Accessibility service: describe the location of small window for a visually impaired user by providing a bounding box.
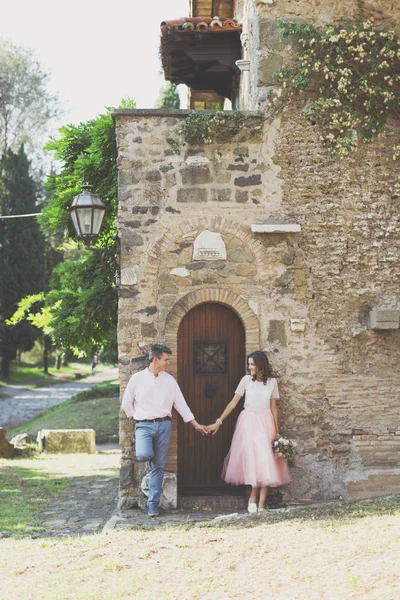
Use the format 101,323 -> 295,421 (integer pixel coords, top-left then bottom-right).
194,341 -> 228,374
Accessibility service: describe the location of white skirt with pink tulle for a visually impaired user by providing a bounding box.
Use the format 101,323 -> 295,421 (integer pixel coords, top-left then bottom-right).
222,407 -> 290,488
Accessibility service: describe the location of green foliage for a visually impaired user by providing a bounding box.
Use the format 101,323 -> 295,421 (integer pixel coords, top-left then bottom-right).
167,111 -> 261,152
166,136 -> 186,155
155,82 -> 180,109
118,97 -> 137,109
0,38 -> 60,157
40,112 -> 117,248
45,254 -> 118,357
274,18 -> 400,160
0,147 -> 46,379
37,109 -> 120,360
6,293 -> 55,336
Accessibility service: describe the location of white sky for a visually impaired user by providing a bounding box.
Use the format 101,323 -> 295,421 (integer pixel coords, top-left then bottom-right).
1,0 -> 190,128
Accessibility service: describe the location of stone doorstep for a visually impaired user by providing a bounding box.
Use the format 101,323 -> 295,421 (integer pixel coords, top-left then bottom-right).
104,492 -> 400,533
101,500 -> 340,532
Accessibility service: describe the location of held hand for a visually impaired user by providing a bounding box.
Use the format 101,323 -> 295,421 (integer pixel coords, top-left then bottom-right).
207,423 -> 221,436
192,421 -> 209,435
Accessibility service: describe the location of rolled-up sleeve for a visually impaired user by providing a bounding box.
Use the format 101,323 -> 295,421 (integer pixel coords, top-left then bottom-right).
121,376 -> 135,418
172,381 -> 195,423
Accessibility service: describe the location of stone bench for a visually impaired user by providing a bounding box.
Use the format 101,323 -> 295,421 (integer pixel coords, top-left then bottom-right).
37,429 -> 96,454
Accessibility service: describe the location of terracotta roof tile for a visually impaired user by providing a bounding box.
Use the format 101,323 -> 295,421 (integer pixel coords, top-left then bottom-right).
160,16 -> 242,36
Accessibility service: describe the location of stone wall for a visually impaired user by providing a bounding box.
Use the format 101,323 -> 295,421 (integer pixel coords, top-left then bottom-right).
····················
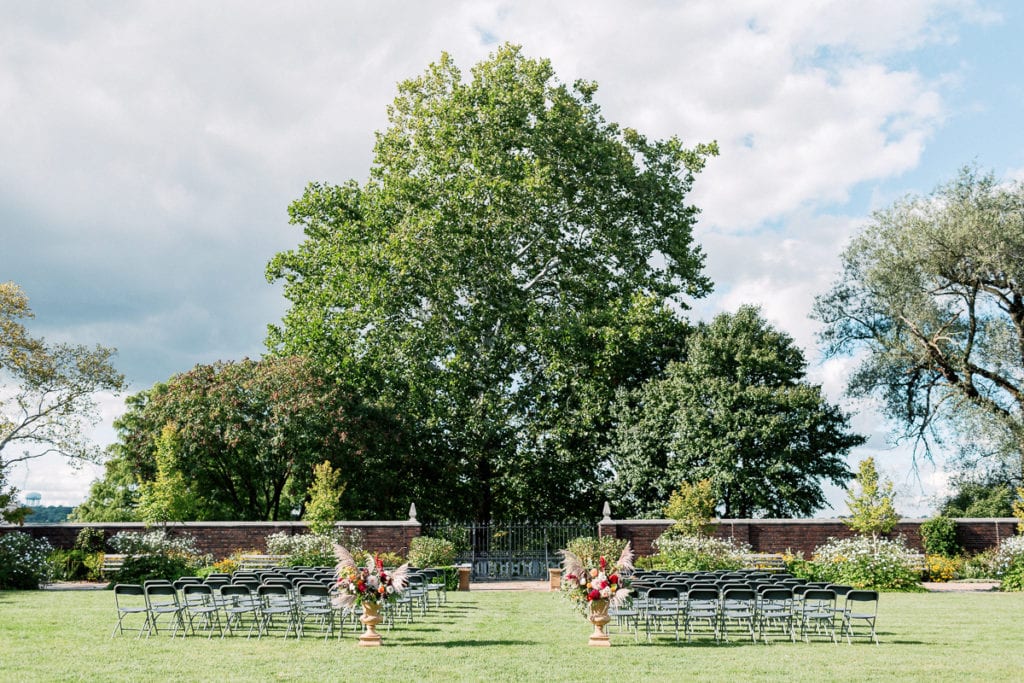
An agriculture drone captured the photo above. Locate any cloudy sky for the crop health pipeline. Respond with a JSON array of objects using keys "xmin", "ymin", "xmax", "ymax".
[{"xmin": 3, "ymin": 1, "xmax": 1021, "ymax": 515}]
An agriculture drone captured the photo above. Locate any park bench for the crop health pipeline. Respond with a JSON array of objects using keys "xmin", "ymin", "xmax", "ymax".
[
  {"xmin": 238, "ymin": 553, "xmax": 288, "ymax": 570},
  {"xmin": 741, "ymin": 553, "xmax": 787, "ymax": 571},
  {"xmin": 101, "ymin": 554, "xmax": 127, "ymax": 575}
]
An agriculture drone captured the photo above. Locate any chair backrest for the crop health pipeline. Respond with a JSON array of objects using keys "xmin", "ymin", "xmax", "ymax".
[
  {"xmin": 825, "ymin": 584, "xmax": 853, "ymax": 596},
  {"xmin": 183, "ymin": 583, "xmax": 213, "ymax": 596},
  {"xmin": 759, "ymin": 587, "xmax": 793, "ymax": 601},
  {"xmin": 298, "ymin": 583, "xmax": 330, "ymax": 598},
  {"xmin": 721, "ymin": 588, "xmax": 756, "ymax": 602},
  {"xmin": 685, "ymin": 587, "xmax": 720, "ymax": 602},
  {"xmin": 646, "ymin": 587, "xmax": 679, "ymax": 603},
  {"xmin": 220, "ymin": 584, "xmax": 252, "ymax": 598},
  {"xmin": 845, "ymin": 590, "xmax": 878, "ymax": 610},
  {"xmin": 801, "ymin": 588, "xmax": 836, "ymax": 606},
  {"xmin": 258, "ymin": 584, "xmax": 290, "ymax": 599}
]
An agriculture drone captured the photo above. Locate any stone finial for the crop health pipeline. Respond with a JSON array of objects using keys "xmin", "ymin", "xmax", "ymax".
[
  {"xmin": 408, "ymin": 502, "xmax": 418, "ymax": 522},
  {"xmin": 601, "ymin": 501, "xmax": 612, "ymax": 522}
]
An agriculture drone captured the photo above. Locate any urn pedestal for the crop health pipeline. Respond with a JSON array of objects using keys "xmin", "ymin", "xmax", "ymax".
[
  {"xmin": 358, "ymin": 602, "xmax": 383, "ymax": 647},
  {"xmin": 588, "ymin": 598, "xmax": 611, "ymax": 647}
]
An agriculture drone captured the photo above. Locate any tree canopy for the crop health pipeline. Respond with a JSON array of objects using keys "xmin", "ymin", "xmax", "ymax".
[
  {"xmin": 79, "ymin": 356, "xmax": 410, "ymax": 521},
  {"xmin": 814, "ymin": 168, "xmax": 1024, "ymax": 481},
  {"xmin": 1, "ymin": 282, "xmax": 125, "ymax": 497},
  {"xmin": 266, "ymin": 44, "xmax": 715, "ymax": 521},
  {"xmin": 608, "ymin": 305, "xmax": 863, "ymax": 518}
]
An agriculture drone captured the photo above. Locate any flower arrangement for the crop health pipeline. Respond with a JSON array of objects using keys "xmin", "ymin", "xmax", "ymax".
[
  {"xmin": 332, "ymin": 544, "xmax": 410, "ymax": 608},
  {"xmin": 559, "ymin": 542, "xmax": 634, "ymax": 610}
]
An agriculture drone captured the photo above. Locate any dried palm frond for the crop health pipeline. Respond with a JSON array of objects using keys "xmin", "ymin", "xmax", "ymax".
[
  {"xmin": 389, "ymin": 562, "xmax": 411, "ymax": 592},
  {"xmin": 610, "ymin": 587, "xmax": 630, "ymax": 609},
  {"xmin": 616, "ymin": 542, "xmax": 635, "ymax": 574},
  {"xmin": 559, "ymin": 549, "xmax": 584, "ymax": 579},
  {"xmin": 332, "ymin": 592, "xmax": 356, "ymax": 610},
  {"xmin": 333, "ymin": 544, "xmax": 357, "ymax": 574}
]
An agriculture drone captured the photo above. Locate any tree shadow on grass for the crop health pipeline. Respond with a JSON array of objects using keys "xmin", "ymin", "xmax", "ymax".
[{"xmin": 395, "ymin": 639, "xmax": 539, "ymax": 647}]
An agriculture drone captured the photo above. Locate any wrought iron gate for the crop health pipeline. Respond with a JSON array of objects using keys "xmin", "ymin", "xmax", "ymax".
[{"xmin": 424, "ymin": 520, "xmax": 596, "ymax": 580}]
····················
_The problem:_
Using the material, count the lines where the word "white" appears. Give the number by itself.

_Problem solution:_
2